Hitachi Zosen Inova, Zurich, is joining forces with Cesaro Mac Import to build another Kompogas® biogas generation plant in Italy: the 100th installation based on the tried-and-tested dry anaerobic digestion technology. This anniversary project, which the project partners will deliver in Reggio Emilia for the Iren Group by December 2022, is a further milestone in the evolution of the technology. Here’s a brief account of the success story.

The plant in Reggio Emilia marks the 100th Kompogas reference

Zurich / Reggio Emilia. The 100th Kompogas® reference could be booked by closing the contract for the project in Reggio Emilia (Italy). The plant, built around 140 kilometres south of Milan under the lead of Cesaro Mac Import (CMI), a key player in the Italian waste management business and a longstanding market partner of Hitachi Zosen Inova (HZI) in Italy, is the 100th installation featuring Kompogas® technology. With know-how gathered in the course of six joint projects and complementary capabilities, the cooperation partners made a persuasive bid for the contract tendered by the client, Iren SpA. CMI director Luigi Cesaro and Stefano Boscolo, Director Sales Renewable Gas at HZI, are of one voice: “The last few years have shown that by combining our offerings we’re able to offer pinpoint solutions for Italy’s waste and energy management needs. This makes it even more gratifying that the 100th Kompogas® plant isn’t just being built in Italy, but with our trusted partnership.”

The installation is one of the most technologically advanced projects delivered by HZI in Italy on the basis of its dry anaerobic digestion process. Four PF2100 digesters will ultimately process 100,000 t/a of the organic fraction of local municipal solid waste (OFMSW) and green waste to produce around 16.7 million Nm³/a of biogas. This is the first time HZI is building this size of digester in ferro concrete, scaling up the design to optimally meet the client’s requirements, local conditions, Italy’s current regulations and the special geographic features of the site. Engineering had already begun by the end of last year. The plant is scheduled to go into operation in December 2022.

The biogas produced by digesting biogenic waste in the Kompogas® plant is then processed into biomethane. Energy transition, decarbonisation and climate protection: HZI has an important part to play in addressing all these issues, with technologies ranging from gas upgrading, electrolysis and methanation systems to complete power-to-gas solutions, as well as biogas generation with the Kompogas® dry anaerobic digestion technology.

An Idea to Stop the Waste of Organic Waste
The Kompogas® process originated in Rümlang near Zurich, which is where the first installation went into operation in 1992. The story of the technology all began with a vision: construction entrepreneur and energy pioneer Walter Schmid had the idea of using organic and green waste to produce energy to fuel his fleet of lorries. A pilot plant with a digester volume of around 20 m³ and an annual capacity of 360 tonnes was followed by the first commercial Kompogas facility, already able to convert 3,000 tonnes of green waste a year into biogas to be used as fuel for the company’s fleet.

Records contained in a dataset
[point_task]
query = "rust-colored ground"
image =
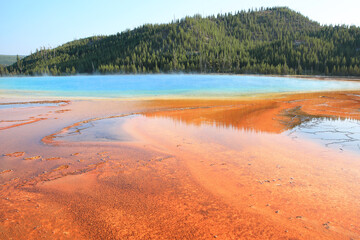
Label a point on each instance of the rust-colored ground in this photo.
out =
(196, 169)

▶ **WHAT THE EXERCISE ASKS**:
Please carry on the Kompogas biogas article past its final sentence, writing the next part in the same style.

▶ **FINAL ANSWER**:
Over the years the plants have got bigger and bigger. By far the largest Kompogas® installation went into operation in 2009 in Doha, the capital of the Arab emirate of Qatar. Its 15 digesters process 274,000 tonnes of household organic and green waste a year to produce 25.3 million Nm³ of biogas. The project was part of the Qatar government’s new waste management approach. In the winter months the thermal energy produced in the process of generating electricity from the biogas is used to heat the digesters. Instead of electricity and heat – the main products in many other countries – the most interesting output of this plant is the compost produced from the digestate. It’s used by the emirate to cultivate parks, areas of green and golf courses. The Kompogas® technology per se stands out in terms of above-average availability and robust process biology. Under extreme conditions, such as those that prevail in Qatar, it’s the system’s process stability that comes particularly into play.

The largest: AD plant in Doha
274,000 t organic waste, 15 digesters, 25.3 million Nm³/a biogas – Doha marks the largest Kompogas plant to date.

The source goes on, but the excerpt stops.